Adams v. Murphy

Decision Date14 August 1981
Docket NumberNo. 78-2406,78-2406
Citation653 F.2d 224
PartiesDon A. ADAMS, Petitioner, v. Ernest P. MURPHY, Sheriff of Osceola County, and Louie L. Wainwright, Director, Division of Corrections, Department of Offender Rehabilitation, Respondents.
CourtU.S. Court of Appeals — Fifth Circuit

Andrea T. Mohel, Asst. Atty. Gen., Dept. of Legal Affairs, West Palm Beach, Fla., for respondents.

Joseph F. McDermott, St. Petersburg, Fla., for petitioner.

Appeal from the United States District Court for the Middle District of Florida.

Before THORNBERRY, GOLDBERG and GEE, Circuit Judges.

GEE, Circuit Judge:

Like the Wonderful Tar Baby, this habeas case possesses amazing adhesive qualities; no sooner is one set of issues settled than another arises. Its facts and lengthy procedural history are set out in our earlier certification opinion, reported at 598 F.2d 982 (5th Cir. 1979). We need repeat only a little of this here.

To do: In the Adams v. Murphy case text, which circuit judge wrote the opinion?

Data listing:

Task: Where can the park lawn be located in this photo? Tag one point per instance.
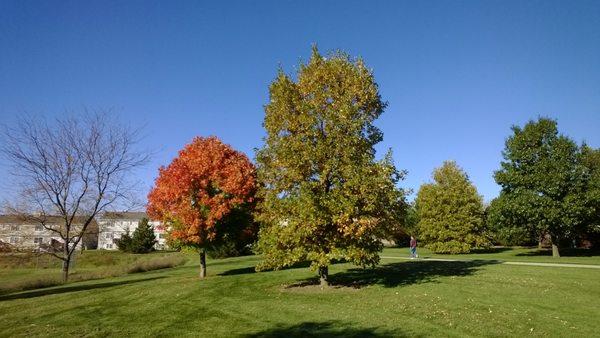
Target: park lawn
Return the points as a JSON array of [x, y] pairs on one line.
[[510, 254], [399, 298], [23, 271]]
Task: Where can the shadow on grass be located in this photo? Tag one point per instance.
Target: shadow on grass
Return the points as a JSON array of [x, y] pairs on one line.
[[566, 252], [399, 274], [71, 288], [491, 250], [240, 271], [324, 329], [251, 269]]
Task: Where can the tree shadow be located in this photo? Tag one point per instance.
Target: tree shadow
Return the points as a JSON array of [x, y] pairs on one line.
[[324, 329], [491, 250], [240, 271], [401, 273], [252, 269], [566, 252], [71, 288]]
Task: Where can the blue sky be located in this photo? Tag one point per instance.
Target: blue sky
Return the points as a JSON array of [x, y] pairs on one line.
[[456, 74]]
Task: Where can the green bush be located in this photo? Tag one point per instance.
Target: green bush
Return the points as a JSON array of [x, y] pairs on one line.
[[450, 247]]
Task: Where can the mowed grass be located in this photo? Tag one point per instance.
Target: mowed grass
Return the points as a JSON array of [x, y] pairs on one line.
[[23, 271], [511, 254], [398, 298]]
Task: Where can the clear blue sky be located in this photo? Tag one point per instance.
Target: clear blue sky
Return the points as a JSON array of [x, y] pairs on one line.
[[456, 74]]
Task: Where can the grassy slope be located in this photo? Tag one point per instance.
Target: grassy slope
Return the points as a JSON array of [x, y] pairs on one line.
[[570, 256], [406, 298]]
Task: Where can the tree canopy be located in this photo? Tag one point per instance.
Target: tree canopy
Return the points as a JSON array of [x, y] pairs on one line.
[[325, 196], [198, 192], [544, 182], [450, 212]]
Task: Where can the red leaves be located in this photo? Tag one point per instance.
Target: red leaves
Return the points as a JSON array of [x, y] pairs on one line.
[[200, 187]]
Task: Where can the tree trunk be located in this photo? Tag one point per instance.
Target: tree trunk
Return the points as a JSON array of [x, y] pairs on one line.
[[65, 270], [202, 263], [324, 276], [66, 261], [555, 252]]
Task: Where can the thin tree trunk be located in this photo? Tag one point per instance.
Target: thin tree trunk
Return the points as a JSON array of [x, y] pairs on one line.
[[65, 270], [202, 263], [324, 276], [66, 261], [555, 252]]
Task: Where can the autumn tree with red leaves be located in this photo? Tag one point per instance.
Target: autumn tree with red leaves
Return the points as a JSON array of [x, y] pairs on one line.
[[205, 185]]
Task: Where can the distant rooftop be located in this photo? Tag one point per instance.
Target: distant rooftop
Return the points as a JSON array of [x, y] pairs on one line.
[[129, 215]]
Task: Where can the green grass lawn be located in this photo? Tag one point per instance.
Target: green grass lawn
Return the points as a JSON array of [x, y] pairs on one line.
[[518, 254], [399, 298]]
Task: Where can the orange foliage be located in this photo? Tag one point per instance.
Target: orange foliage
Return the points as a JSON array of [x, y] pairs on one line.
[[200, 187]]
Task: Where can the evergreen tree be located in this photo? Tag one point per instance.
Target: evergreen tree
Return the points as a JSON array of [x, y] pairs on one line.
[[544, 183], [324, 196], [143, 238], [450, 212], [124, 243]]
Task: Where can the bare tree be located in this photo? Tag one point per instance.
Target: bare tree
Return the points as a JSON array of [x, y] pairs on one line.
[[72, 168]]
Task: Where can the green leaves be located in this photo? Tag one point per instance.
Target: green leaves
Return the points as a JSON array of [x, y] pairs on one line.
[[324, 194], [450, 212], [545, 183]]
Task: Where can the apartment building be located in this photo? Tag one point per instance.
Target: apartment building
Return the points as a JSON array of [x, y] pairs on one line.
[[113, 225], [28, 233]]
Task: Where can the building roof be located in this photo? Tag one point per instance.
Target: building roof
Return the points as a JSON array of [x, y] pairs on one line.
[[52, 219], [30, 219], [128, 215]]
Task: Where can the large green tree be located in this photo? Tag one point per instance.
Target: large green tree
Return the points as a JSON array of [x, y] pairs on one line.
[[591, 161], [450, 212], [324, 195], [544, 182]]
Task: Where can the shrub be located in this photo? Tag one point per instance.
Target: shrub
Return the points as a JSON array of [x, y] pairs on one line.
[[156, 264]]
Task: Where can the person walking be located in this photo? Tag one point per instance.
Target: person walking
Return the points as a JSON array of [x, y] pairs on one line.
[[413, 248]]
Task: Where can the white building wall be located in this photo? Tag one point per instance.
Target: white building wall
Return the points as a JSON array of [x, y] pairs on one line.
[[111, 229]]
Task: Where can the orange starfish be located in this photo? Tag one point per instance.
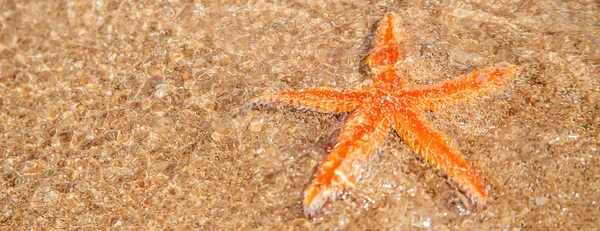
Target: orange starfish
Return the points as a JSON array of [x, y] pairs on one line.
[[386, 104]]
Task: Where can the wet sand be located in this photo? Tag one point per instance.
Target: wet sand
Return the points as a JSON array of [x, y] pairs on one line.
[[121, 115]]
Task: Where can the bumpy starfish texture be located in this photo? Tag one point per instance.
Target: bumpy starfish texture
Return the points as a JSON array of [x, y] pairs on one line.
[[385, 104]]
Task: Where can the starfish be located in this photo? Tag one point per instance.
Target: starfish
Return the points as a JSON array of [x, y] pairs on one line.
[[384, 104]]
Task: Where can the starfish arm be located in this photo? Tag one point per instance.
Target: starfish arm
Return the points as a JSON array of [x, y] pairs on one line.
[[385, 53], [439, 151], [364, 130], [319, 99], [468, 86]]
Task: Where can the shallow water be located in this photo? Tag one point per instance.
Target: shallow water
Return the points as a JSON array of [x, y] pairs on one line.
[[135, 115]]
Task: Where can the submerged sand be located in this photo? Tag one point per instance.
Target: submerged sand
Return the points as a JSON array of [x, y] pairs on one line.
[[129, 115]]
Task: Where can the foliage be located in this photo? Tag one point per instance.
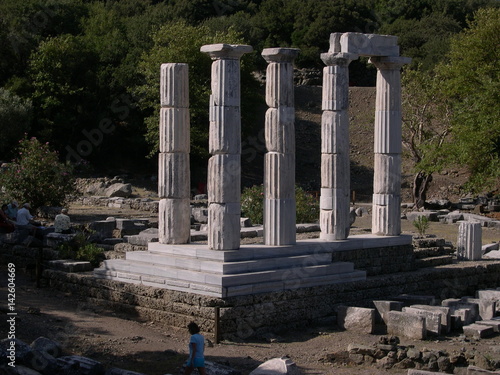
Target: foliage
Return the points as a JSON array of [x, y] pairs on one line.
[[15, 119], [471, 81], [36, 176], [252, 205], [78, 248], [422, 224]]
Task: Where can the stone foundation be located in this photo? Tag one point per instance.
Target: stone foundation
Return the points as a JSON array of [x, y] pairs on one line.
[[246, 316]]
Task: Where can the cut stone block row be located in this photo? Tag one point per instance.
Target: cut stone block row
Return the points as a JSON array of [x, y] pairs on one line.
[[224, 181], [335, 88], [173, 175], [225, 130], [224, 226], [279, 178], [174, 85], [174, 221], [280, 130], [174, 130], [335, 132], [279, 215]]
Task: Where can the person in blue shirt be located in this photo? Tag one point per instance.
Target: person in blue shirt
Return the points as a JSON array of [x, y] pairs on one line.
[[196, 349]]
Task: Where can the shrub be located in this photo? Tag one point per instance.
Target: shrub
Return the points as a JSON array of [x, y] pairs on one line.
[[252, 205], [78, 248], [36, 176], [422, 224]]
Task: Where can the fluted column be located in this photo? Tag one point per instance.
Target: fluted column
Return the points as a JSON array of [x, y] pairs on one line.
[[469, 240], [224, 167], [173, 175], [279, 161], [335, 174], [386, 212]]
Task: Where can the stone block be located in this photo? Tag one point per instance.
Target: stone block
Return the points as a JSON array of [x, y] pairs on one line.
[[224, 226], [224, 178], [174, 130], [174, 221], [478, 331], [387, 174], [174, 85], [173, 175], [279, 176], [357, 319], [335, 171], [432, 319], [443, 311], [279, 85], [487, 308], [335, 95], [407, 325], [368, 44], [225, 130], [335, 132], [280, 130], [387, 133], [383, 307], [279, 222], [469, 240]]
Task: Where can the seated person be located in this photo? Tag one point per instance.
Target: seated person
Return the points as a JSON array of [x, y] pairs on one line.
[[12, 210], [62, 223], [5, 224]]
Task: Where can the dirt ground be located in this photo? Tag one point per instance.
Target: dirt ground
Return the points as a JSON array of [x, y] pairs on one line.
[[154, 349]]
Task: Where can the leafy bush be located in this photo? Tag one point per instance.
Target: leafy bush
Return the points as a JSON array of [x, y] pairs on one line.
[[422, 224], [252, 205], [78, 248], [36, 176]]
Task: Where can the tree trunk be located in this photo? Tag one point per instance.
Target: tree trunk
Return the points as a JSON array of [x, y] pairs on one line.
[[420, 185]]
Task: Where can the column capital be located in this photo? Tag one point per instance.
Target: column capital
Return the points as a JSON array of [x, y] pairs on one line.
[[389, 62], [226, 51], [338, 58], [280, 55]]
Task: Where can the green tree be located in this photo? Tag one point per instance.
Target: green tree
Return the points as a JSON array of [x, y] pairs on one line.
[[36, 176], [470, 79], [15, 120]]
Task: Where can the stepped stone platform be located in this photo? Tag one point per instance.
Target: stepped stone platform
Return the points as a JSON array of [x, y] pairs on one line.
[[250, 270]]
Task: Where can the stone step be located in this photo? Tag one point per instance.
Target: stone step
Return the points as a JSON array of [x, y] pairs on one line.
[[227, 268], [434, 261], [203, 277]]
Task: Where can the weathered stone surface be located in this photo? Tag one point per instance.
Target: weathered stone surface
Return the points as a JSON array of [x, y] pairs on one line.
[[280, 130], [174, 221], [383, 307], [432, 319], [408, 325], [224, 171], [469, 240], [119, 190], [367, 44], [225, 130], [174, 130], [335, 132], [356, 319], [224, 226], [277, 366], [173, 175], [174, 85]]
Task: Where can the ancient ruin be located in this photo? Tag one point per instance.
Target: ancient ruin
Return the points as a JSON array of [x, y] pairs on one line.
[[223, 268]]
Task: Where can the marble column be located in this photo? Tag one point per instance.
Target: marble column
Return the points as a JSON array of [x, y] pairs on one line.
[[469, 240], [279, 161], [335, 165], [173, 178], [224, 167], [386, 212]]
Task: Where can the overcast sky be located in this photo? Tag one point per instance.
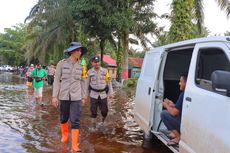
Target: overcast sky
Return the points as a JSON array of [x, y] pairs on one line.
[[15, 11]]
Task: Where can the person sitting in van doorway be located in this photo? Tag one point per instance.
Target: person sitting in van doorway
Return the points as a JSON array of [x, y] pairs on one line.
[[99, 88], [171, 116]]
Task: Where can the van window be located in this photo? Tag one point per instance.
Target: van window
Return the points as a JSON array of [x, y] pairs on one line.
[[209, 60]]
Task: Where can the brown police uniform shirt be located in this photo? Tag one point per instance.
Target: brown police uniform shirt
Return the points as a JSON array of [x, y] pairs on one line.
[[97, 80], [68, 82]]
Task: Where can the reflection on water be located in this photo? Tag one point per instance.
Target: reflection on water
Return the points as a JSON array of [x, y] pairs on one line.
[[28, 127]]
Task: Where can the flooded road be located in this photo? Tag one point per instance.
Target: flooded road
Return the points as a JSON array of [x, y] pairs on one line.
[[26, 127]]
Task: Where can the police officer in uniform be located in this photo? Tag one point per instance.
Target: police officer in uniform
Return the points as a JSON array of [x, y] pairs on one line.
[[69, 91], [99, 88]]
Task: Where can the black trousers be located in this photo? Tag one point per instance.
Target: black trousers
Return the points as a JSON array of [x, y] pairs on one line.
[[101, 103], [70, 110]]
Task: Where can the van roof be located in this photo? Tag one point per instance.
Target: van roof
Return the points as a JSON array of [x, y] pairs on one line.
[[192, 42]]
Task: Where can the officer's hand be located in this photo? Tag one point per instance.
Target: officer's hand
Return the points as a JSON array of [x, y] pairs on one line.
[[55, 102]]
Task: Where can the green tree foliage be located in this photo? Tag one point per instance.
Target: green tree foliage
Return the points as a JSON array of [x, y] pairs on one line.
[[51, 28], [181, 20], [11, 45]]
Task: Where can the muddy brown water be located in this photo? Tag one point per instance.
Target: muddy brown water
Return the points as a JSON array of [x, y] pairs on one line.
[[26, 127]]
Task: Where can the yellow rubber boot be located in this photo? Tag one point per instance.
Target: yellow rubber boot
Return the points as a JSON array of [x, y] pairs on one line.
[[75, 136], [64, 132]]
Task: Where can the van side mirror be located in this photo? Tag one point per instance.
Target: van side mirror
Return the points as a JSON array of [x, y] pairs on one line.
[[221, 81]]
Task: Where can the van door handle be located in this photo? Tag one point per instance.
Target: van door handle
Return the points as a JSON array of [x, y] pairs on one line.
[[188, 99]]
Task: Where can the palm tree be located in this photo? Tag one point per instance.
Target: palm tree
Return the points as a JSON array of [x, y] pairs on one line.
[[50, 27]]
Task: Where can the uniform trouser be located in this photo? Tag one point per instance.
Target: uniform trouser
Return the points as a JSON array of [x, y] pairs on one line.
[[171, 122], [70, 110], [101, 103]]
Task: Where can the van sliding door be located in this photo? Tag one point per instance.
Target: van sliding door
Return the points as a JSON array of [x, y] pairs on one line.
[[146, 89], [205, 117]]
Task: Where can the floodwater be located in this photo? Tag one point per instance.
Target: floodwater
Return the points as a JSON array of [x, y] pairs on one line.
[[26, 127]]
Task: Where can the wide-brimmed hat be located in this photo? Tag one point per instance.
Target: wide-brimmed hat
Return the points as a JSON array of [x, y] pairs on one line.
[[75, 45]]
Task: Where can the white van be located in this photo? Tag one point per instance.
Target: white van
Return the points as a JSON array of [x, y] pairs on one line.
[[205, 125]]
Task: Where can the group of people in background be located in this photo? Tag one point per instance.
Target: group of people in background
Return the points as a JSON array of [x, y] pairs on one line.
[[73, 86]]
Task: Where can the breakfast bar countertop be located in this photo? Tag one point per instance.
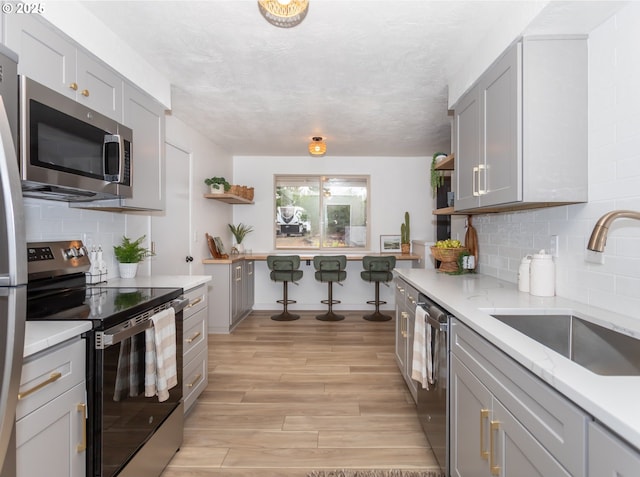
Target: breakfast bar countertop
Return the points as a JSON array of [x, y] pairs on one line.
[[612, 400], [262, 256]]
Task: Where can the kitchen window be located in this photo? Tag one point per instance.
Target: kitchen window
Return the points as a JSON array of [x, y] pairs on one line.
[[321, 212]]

Task response: Gee